___ EXCERPT TO READ

A week ago, Above the Law gathered a choir, incense, and candles, and gave praise to the kind lord and preached the good word. It had nothing to do with Jesus, but rather the American Bar Association’s announcement that the ABA is in the middle of a review of law school accreditation criteria. The big news?
The most significant change in the Standards for Approval of Law Schools is likely to be a move away from evaluating law schools on the basis of criteria that measure “input”—such things as faculty size, budget and physical plant. Instead, the Legal Education Section would evaluate law schools more heavily on the basis of “outcome” measures. The essential difference is that outcome measures would focus on what students actually take away from their educational experience at a particular law school rather than what the school teaches, and how, explained E. Christopher Johnson Jr.
This is extraordinary news. To be clear, most of the cynical criticisms are right: this is going to take years to do the review, the criteria have to be adopted, wake me when there’s real change. But the fact that the ABA is even considering that there needs to be a major change in how law schools are evaluated is good news, worthy of the praise that Above the Law has heaped on this news.
One big question is whether the real change that the cynics are waiting for will include fewer law schools. Anecdotal evidence suggests that law schools are graduating lots of J.D.s, but are struggling to graduate practicing lawyers, in two ways. Graduates from law school are struggling to find legal employment (and that was before the economy went to hell), and graduates from law school aren’t prepared to practice.

______
___ DATA SHOWN

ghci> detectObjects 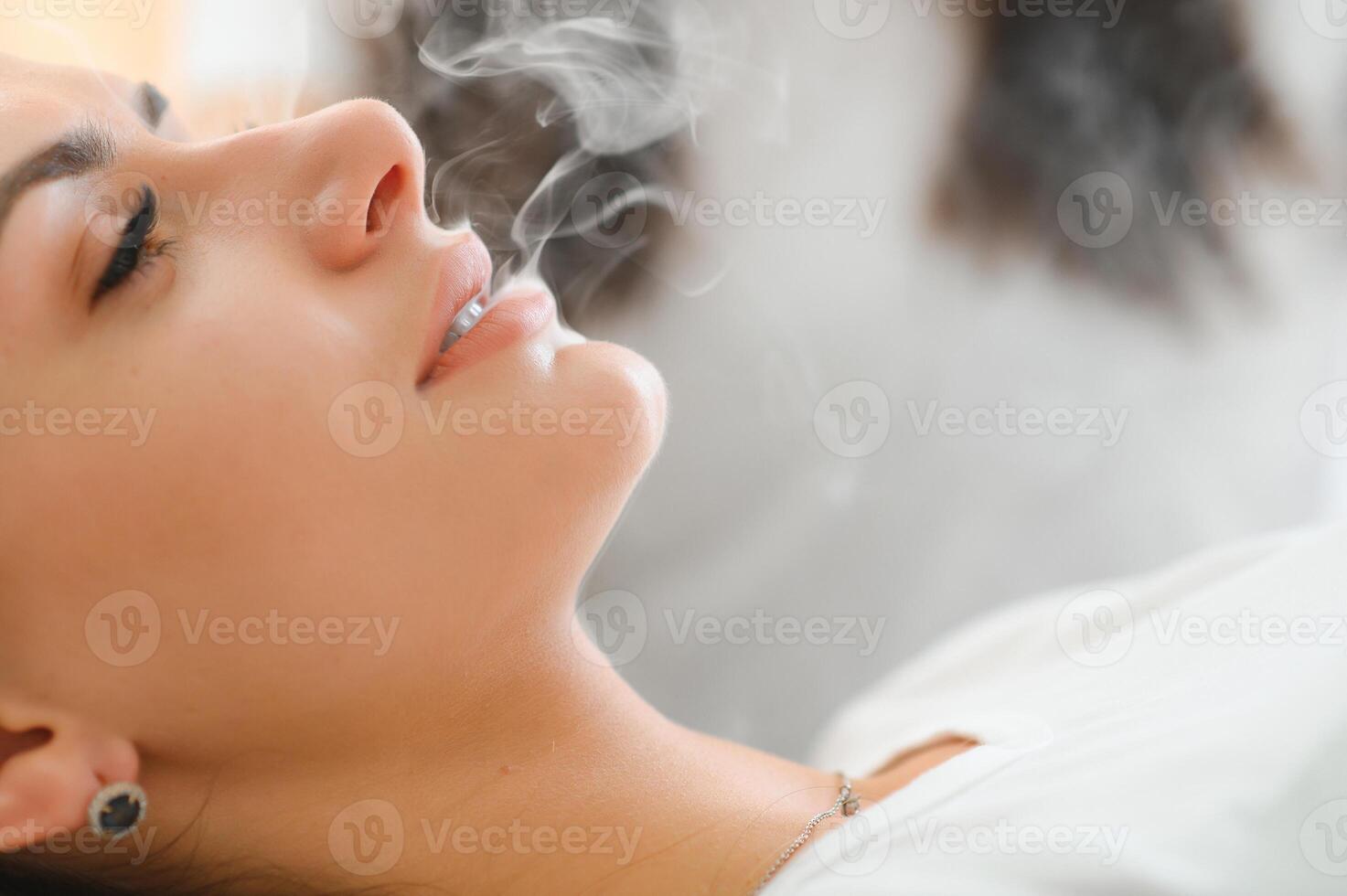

______

## BRIEF 1:
Write out the stretch of the post on law school accreditation from "This is extraordinary" through "prepared to practice.".
## BRIEF 2:
Which "input" criteria does the post on law school accreditation name as examples?
## BRIEF 3:
Carry on the post on law school accreditation from the point where it ends.

## TASK ANSWER 1:
This is extraordinary news. To be clear, most of the cynical criticisms are right: this is going to take years to do the review, the criteria have to be adopted, wake me when there’s real change. But the fact that the ABA is even considering that there needs to be a major change in how law schools are evaluated is good news, worthy of the praise that Above the Law has heaped on this news.
One big question is whether the real change that the cynics are waiting for will include fewer law schools. Anecdotal evidence suggests that law schools are graduating lots of J.D.s, but are struggling to graduate practicing lawyers, in two ways. Graduates from law school are struggling to find legal employment (and that was before the economy went to hell), and graduates from law school aren’t prepared to practice.

## TASK ANSWER 2:
Faculty size, budget, and physical plant.

## TASK ANSWER 3:
Outcome-based review criteria will have to include employment numbers as a major factor. Which means a couple things. First, we’ll finally get true employment numbers, not employment numbers buoyed by “research fellowships.” But more importantly, perhaps accreditation will be used to find law schools that are preparing lawyers, not just churning out J.D.s, and align the number of them with market demand.
I believe this will lead to less law schools and smaller law schools, which ultimately is a good thing. The Shark noted how accreditation criteria now drives up the cost of a legal eduction; schools need to keep expanding and hiring staff to keep up. To meet that cost, schools need to bring in a lot of tuition dollars. Add to that the fact that law schools, with each 1L professor typically teaching 50-100 students, are seen as cash cows for universities. So we have news like the fact that Cooley is opening another campus to add to the 1200 J.D.s they pump out each year.
So in the hopefully-not-to-distant future, a school like Cooley will not need to prove that they can house, feed, and entertain 3600 students, but that they can give each of those students a useful education and a pretty good shot at a job. And if Cooley cannot, they should not be allowed to keep the badge of ABA accreditation.
What do you think? Do the new accreditation criteria make sense? Will it lead to fewer and/or smaller law schools? Let’s us know below.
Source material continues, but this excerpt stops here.